_Set task:_ Could you rewrite the entries below with every "capture" swapped for "image", changing nothing else and leaving out the pictures?
— START Extracted material —
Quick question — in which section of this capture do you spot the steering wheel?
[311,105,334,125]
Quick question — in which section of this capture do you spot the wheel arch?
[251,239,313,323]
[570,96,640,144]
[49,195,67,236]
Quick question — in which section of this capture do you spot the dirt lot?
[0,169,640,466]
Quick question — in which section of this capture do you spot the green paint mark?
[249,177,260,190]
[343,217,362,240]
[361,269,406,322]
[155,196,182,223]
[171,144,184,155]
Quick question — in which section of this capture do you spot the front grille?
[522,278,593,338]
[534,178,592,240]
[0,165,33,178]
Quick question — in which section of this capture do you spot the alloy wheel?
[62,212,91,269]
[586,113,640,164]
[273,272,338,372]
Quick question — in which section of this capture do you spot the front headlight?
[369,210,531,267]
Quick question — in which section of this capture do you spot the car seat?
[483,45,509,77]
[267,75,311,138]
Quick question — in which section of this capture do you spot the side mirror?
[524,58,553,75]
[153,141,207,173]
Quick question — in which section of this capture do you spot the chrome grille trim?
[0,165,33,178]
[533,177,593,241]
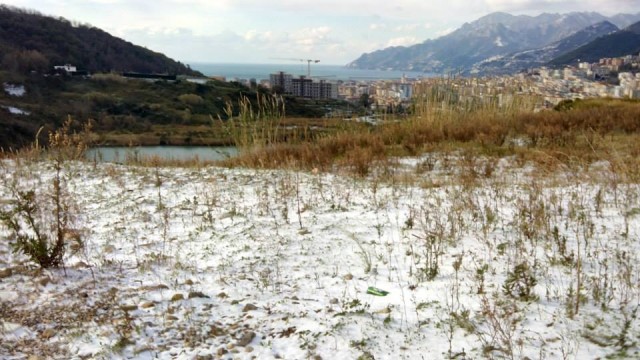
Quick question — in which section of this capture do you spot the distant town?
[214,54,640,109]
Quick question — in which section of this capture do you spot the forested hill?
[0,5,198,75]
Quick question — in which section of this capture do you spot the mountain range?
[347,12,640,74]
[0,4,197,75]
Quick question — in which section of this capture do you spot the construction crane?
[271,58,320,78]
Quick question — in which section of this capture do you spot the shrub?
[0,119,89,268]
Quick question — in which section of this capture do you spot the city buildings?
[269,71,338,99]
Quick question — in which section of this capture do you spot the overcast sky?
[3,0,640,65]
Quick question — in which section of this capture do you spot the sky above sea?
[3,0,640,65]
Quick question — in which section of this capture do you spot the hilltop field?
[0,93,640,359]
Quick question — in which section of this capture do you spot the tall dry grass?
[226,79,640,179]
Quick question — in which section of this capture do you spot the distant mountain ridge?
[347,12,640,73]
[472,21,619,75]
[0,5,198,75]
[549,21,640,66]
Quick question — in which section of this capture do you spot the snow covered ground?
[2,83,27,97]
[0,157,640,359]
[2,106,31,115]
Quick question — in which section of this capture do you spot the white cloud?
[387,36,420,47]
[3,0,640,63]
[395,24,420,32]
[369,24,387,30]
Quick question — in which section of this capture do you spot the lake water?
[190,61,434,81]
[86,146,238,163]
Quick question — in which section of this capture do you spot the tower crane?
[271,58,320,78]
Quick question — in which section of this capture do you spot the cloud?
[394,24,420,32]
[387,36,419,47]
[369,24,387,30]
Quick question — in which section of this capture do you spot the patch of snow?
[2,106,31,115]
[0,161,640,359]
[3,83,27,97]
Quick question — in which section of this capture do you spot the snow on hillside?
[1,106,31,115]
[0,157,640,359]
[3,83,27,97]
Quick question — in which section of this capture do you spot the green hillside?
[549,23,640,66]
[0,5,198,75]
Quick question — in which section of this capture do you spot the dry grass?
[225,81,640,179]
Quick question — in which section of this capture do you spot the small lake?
— END Extracted material —
_Solution to the exercise:_
Quick question — in which section of this image do you spot the steering wheel?
[311,105,334,125]
Quick question — in which section of this image do you spot the wheel arch?
[251,239,313,323]
[570,96,640,144]
[49,195,67,236]
Quick question — in which section of this image do you spot the dirt lot?
[0,169,640,466]
Quick question — in which section of this image do you spot the green paint mark?
[249,177,260,190]
[343,217,362,240]
[361,269,406,322]
[155,196,182,223]
[171,144,184,155]
Quick question — in which section of this image do you spot the front grille?
[522,278,593,338]
[534,178,592,240]
[0,165,33,178]
Quick question — in which section of this image do you spot the alloy wheel?
[62,212,91,269]
[586,113,640,164]
[273,272,338,372]
Quick question — in which section of this image do you spot the front headlight?
[369,210,531,267]
Quick question — in which section of this image do you spot the car seat?
[483,45,509,77]
[267,75,311,138]
Quick question — in which section of this image do you spot the side mirror?
[524,58,553,75]
[153,141,207,173]
Quick question — in which section of this image do you spot the chrome grille trim?
[0,165,33,178]
[533,177,593,241]
Quick question — in which section of this image do you spot the distant town?
[214,54,640,109]
Quick question — in which section of this image do you spot the forested hill?
[0,5,198,75]
Quick question — in which section of this image do you spot the mountain range?
[347,12,640,74]
[0,4,197,75]
Quick question — in which section of this image do you spot the construction crane?
[271,58,320,78]
Quick question — in which section of this image do you spot the shrub?
[0,119,89,268]
Quick question — in which section of this image do you spot the city buildings?
[269,71,338,99]
Quick question — in which section of this image do you spot the overcast sky?
[3,0,640,65]
Quick question — in which section of this image do you spot the sky above sea?
[3,0,640,65]
Quick question — in which section of this image do you spot the hilltop field?
[0,93,640,359]
Quick question — in which section of this image do you spot the tall dry grass?
[226,79,640,179]
Quick question — in which section of this image do you spot the distant mountain ridge?
[347,12,640,73]
[472,21,619,75]
[0,5,198,75]
[549,21,640,66]
Quick question — in which section of this image do you spot the snow covered ground?
[2,83,27,97]
[0,157,640,359]
[2,106,31,115]
Quick question — in which section of this image do you spot the white cloud?
[387,36,420,47]
[3,0,640,63]
[395,24,420,32]
[369,24,387,30]
Quick question — in which section of this image do you spot the lake water?
[190,61,434,81]
[86,146,238,163]
Quick question — in which section of this image do you spot the tower crane?
[271,58,320,78]
Quick question — in which section of this image do you spot the cloud?
[394,24,420,32]
[387,36,419,47]
[369,24,387,30]
Quick question — in which section of this image do you spot the patch of snow?
[2,106,31,115]
[0,161,640,359]
[3,83,27,97]
Quick question — in which section of this image do you spot the snow on hillside?
[1,106,31,115]
[0,157,640,359]
[3,83,27,97]
Quick question — in which section of this image do you spot the green hillside?
[549,23,640,66]
[0,5,198,75]
Quick question — in which section of this image do you spot the dry grass?
[225,81,640,179]
Quick question — in which section of this image do you spot the small lake?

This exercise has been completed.